Text shown:
Udemy is a marketplace. The student is Udemy’s customer. The brand on the receipt is Udemy. The pricing is set by Udemy through their promotional algorithm, which means a course you list at 199 USD may be sold at 12.99 USD during a Udemy sitewide sale. The email relationship lives with Udemy, not you. Udemy markets your course to their 80 million-plus learners, takes a meaningful revenue share, and you give up control in exchange for the distribution.
The practical implication is that the two platforms are not competing for the same operator goal. If your goal is to build a course business with brand equity, premium pricing, and a customer list you can market to repeatedly, Teachable is the right pick. If your goal is to reach a broad audience passively without building your own marketing engine, Udemy is the right pick. Many serious course creators run on both: a flagship course on Teachable at 500 to 2,000 USD with email follow-up and coaching upsells, and a lighter version of a related topic on Udemy at 12.99 USD as a top-of-funnel distribution channel.

Requirements:
(1) Using the passage on Udemy and Teachable, decide whether each statement agrees with it, answering yes or no and quoting the deciding words: (a) Udemy may sell a course listed at 199 USD for 12.99 USD during a sitewide sale. (b) On Udemy, the email relationship stays with the course creator. (c) Teachable is the right pick for reaching a broad audience passively.
(2) Write the next few sentences of the passage on Udemy and Teachable, picking up after its final sentence.

Entries from a dataset:
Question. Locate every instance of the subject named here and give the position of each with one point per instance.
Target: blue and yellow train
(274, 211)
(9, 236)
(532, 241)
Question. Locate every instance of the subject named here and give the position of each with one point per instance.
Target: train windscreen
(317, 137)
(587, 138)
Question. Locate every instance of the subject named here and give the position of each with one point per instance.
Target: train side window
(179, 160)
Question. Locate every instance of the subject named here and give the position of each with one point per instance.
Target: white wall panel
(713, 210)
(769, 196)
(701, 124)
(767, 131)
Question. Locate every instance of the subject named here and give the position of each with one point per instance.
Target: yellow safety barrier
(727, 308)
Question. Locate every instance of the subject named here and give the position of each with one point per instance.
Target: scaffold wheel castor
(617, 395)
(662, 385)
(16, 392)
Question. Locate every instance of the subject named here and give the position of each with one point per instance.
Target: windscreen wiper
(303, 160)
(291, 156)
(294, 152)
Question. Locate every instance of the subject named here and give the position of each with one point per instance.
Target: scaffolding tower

...

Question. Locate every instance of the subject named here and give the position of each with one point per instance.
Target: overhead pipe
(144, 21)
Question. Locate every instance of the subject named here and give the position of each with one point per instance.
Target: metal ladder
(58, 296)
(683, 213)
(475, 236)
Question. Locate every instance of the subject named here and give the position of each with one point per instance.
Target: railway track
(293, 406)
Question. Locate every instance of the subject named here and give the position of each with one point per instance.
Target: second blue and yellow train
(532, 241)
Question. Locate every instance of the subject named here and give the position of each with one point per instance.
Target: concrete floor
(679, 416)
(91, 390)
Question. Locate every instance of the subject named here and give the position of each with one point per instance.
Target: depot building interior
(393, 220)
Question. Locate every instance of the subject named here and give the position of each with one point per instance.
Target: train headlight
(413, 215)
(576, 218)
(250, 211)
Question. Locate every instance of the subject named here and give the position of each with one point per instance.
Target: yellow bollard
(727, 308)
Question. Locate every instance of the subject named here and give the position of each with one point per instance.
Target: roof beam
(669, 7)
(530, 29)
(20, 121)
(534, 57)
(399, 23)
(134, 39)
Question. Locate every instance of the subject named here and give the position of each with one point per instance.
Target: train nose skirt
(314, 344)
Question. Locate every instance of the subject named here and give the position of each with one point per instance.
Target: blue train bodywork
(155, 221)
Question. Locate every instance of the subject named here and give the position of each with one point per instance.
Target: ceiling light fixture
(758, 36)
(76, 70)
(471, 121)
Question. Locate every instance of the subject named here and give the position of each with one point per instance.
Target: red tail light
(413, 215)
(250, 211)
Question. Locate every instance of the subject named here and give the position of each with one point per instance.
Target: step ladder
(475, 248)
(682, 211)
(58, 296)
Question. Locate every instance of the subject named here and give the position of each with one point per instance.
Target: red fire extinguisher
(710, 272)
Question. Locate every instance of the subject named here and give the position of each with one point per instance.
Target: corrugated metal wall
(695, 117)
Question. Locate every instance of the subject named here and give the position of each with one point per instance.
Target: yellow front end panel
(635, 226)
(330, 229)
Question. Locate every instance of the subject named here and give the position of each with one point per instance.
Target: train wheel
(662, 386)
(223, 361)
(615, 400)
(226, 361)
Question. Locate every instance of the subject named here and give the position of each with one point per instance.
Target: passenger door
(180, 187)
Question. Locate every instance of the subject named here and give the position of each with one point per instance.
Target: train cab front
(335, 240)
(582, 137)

Outputs in order:
(1)
(a) Yes: "a course you list at 199 USD may be sold at 12.99 USD during a Udemy sitewide sale"
(b) No: "The email relationship lives with Udemy, not you."
(c) No: "If your goal is to reach a broad audience passively without building your own marketing engine, Udemy is the right pick."

(2)
Pricing and Revenue Share: The Single Biggest Difference
This is the dimension that defines the choice for most operators. On Teachable, you set the price. A 500 USD course sells for 500 USD. A 2,000 USD course sells for 2,000 USD. Teachable Pro at 159 USD per month annual takes 0 percent transaction fees, which means you keep close to 100 percent of every sale after standard payment processor fees of about 2.9 percent plus 30 cents per transaction.
On Udemy, you do not actually set the price your students pay. You set a list price, but Udemy’s promotional engine routinely discounts courses to 9.99 to 19.99 USD during weekly sitewide sales. Your 199 USD course will be sold at 12.99 USD most weeks of the year, and most of your sales will happen at the discounted price. Udemy also takes a revenue share that varies by traffic source: when a student finds your course through Udemy’s organic discovery (search, recommendations), Udemy keeps 63 percent and you receive 37 percent. When a student arrives through your own referral link with a coupon you generated, you receive 97 percent.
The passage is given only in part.